* [Job] Convert all the items below into a numbered list with one line per number, leaving out any blank lines.

——

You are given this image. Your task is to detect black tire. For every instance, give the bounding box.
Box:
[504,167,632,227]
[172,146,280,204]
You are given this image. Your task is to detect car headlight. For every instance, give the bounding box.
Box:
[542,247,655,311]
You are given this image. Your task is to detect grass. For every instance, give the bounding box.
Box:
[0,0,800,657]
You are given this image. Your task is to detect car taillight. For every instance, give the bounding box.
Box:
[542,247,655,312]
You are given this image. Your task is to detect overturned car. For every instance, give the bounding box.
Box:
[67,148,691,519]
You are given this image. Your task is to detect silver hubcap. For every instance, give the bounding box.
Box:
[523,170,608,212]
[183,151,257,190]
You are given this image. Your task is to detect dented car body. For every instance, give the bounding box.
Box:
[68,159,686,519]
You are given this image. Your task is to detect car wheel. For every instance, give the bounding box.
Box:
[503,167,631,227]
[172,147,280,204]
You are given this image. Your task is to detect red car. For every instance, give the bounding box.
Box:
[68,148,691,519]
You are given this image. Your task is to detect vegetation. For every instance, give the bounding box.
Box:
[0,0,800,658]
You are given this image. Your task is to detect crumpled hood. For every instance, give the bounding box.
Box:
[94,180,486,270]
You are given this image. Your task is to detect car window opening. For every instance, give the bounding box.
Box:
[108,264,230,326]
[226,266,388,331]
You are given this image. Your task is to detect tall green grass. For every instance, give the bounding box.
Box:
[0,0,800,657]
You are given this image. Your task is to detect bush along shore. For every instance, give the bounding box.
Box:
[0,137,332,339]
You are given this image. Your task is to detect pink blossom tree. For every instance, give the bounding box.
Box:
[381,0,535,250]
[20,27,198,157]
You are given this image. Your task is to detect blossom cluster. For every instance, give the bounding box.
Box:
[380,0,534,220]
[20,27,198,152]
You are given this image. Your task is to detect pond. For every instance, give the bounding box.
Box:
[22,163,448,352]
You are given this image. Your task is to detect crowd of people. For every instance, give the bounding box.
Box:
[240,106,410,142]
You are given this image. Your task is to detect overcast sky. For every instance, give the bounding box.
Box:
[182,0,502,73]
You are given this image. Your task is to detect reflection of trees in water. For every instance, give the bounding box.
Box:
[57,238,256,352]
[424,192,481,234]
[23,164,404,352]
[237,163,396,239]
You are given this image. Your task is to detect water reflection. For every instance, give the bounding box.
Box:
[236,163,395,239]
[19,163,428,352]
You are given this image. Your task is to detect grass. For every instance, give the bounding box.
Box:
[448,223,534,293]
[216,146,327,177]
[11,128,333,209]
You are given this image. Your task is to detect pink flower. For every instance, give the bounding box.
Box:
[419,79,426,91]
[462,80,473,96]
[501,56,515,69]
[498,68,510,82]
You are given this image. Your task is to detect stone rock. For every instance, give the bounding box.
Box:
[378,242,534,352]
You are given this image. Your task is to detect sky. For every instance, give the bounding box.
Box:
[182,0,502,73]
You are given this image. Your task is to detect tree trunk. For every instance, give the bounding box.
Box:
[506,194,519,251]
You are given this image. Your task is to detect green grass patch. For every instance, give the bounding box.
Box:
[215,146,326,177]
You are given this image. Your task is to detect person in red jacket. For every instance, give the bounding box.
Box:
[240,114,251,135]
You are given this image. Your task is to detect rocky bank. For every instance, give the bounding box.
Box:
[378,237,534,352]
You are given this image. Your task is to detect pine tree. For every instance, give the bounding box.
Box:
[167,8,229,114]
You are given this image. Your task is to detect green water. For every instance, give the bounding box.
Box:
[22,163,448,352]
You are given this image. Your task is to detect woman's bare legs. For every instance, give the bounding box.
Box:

——

* [Answer to the problem]
1. You are given this image. Your task is to detect black tire. For every instance, give the bounding box.
2. Box:
3. [504,167,632,227]
4. [172,146,280,204]
5. You are given this image. Your task is to detect car headlight. For every instance, give the bounding box.
6. Box:
7. [542,247,655,311]
8. You are given this image. Your task is to detect grass. For every instance, give the bounding box.
9. Box:
10. [0,0,800,657]
11. You are given this image. Your task is to detect car taillight. For every instance, give the bounding box.
12. Box:
13. [542,247,655,312]
14. You are given this image. Your task is to detect overturned car. For every instance, give the bounding box.
15. Box:
16. [67,148,691,519]
17. You are given this image. Your task is to detect silver hubcap. For every instance, give the bounding box.
18. Box:
19. [523,170,608,212]
20. [183,151,257,190]
21. You are given this image. Your task is to detect dented car body. For every instance, give the bounding box.
22. Box:
23. [68,159,686,519]
24. You are given this image. Your task is to detect car wheel. For every instance, give the bounding box.
25. Box:
26. [503,167,631,227]
27. [172,147,280,204]
28. You are given this image. Your task is to detect red car. For every instance, give the bounding box.
29. Box:
30. [68,148,691,519]
31. You are given this image. Your task is to detect vegetation. For every instance, give the bounding box.
32. Box:
33. [0,0,800,658]
34. You are given this image. Your task is to detect crumpled hood. For every instance, give the bounding box.
35. Box:
36. [94,180,486,270]
37. You are given this image. Your task is to detect car window opening. For every instance, give the bounding box.
38. Box:
39. [108,264,230,326]
40. [226,266,388,331]
41. You are given this image. Your task is to detect tall green grass. For every instance, give the bounding box.
42. Box:
43. [0,0,800,657]
44. You are given this image. Your task is to detect bush along shore. For every instance, give the bounding box.
45. Box:
46. [0,137,332,339]
47. You are given this image. Your task is to detect pink blossom tree. For every instance, give the bounding box.
48. Box:
49. [381,0,535,250]
50. [20,27,198,157]
51. You are given this image. Your task is to detect blossom cluster. For every instance, give the bounding box.
52. Box:
53. [380,0,534,220]
54. [20,27,198,152]
55. You are given this image. Your task is to detect pond. For every instance, give the bounding box.
56. Box:
57. [22,163,448,352]
58. You are given this image. Your task is to detect crowd of people. For every instance, give the bounding box.
59. Box:
60. [240,106,410,142]
61. You are given this image. Your task is to detect overcast sky. For every instance, give the bounding box.
62. Box:
63. [182,0,502,73]
64. You are given this image. Your task is to detect reflection of trees in water. For every instance, give the bounding box.
65. Box:
66. [57,238,256,352]
67. [424,192,481,234]
68. [23,164,404,352]
69. [237,163,396,239]
70. You are given this image. Your task is to detect water reflection. For every instance, give the bounding box.
71. Box:
72. [236,163,395,239]
73. [19,163,428,352]
74. You are given this image. Your task is to detect grass. For every instance, give the bounding box.
75. Box:
76. [448,223,534,293]
77. [216,146,327,177]
78. [11,128,333,209]
79. You are given this image. Your task is to detect pink flower. For every instance, give the bounding box.
80. Box:
81. [419,79,426,91]
82. [462,80,473,96]
83. [501,56,515,69]
84. [498,68,510,82]
85. You are given this image. Your task is to detect stone rock. For every instance, give the bounding box.
86. Box:
87. [378,242,534,352]
88. You are given this image. Your task is to detect sky. For every instance, give the bounding box.
89. Box:
90. [182,0,502,73]
91. You are given this image. Your task is to detect tree trunk. For every instance, give the bounding box.
92. Box:
93. [506,194,519,251]
94. You are given this image. Your task is to detect green grass patch. For every instance, give the bounding box.
95. Box:
96. [215,146,326,177]
97. You are given this image. Your task is to detect person in red jacket. For every instance, give the bounding box.
98. Box:
99. [240,114,251,135]
100. You are given this image. Your task is to detect rocky bank. For every instance, give the bounding box.
101. Box:
102. [378,237,534,352]
103. You are given this image. Your task is to detect pine tree. For every instance, give the bounding box.
104. Box:
105. [167,8,229,114]
106. You are given this image. Your task is to detect green water. For every instance, give the bounding box.
107. Box:
108. [22,163,448,352]
109. You are given this image. Your task is to detect woman's bare legs. For every instance, give the bounding box.
110. Box:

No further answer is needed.